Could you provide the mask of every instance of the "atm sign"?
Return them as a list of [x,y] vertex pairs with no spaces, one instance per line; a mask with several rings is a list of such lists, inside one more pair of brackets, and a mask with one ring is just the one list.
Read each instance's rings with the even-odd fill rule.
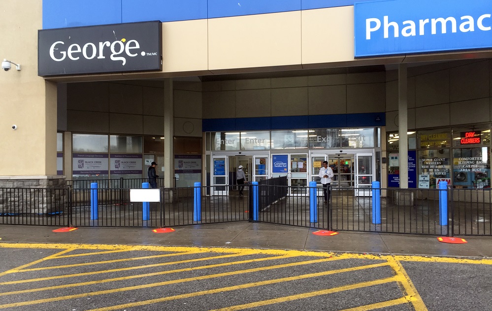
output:
[[459,142],[462,145],[482,142],[482,132],[480,131],[473,132],[461,132]]

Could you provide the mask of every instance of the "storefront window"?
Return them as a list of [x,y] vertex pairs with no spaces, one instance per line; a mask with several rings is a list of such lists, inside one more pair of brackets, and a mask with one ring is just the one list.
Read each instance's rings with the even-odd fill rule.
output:
[[451,146],[451,133],[449,129],[419,131],[418,137],[419,146],[421,149]]
[[[451,161],[449,149],[426,150],[419,151],[419,188],[421,180],[428,179],[428,188],[435,188],[441,181],[451,183]],[[423,176],[422,176],[423,175]],[[428,176],[428,177],[427,177]]]
[[453,150],[453,185],[456,188],[491,187],[490,149],[461,148]]
[[272,149],[307,148],[308,139],[314,130],[272,131]]
[[[164,137],[152,137],[152,139],[164,140]],[[119,153],[141,153],[141,136],[109,136],[109,145],[111,152]]]
[[74,152],[107,152],[108,136],[96,134],[73,134]]
[[340,130],[323,129],[309,133],[309,148],[328,149],[340,147]]
[[491,129],[489,125],[453,129],[453,146],[467,147],[489,145]]
[[212,133],[212,150],[240,150],[241,134],[244,132],[216,132]]
[[241,132],[241,150],[270,149],[270,131]]

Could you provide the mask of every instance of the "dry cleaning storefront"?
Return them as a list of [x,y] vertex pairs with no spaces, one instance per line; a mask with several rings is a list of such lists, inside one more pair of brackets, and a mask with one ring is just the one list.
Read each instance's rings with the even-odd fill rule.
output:
[[[109,176],[122,172],[113,167],[124,154],[140,157],[132,171],[144,176],[146,139],[164,138],[158,162],[168,187],[177,155],[199,157],[193,173],[218,191],[234,184],[239,165],[249,180],[285,175],[306,186],[325,160],[335,186],[385,187],[387,133],[404,154],[408,133],[490,127],[490,113],[455,117],[463,105],[490,111],[490,62],[479,59],[490,57],[488,2],[192,2],[43,1],[38,74],[58,83],[64,175],[84,160],[77,154],[99,153]],[[110,141],[76,153],[79,134],[143,143],[119,146],[112,158]],[[201,150],[175,152],[183,138],[199,140]],[[404,181],[408,160],[397,159]]]

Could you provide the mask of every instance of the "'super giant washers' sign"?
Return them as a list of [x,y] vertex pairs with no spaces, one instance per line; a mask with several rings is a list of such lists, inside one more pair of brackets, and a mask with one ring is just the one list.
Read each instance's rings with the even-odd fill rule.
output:
[[40,30],[38,75],[162,70],[162,33],[158,21]]
[[355,3],[355,56],[492,47],[489,0]]

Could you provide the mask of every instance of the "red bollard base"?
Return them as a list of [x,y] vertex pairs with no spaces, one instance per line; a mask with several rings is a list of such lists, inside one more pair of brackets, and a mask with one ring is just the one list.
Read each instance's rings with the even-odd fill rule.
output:
[[464,239],[454,238],[450,236],[440,236],[437,238],[437,240],[443,243],[451,243],[452,244],[464,244],[468,243]]
[[154,233],[168,233],[175,231],[176,230],[172,228],[158,228],[152,230],[152,232]]
[[70,231],[73,231],[74,230],[77,230],[77,229],[78,229],[78,228],[66,227],[65,228],[60,228],[60,229],[55,229],[55,230],[52,230],[52,231],[54,232],[68,232]]
[[313,234],[316,234],[316,235],[328,235],[331,236],[332,235],[336,235],[340,232],[335,232],[334,231],[329,231],[328,230],[318,230],[318,231],[315,231],[313,232]]

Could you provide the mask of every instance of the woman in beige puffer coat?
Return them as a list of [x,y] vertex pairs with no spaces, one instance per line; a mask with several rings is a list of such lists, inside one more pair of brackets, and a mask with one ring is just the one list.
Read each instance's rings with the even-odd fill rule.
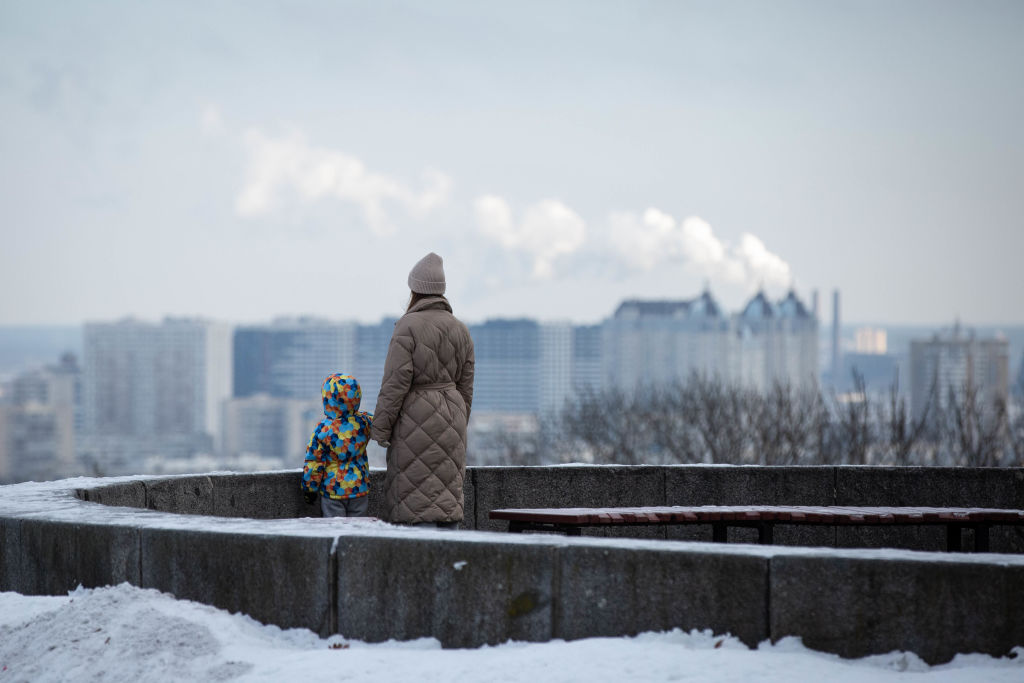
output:
[[463,519],[473,340],[444,298],[441,258],[409,273],[412,300],[394,326],[371,436],[387,447],[388,521],[455,526]]

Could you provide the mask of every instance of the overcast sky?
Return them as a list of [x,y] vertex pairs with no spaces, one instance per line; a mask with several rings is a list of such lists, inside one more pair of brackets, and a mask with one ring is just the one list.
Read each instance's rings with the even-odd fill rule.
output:
[[[1022,2],[0,3],[0,324],[1024,323]],[[826,305],[827,304],[827,305]]]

Goal » Shift every x and y vertex coordinate in the answers by 41, and write out everything from the line containing "Could you provide the mask of every instance of the overcast" down to the end of the records, requests included.

Task result »
Could you provide the mask of every instance of the overcast sky?
Return them as a list of [x,y] vertex pairs with no spaces, one instance per line; a mask with several rings is a list of such lists, inside one more pair of brackets, and a mask with one ring is just the one list.
Read each instance's rings with the even-odd fill rule.
output:
[[[1063,43],[41,44],[41,365],[1065,364]],[[867,346],[868,345],[868,346]]]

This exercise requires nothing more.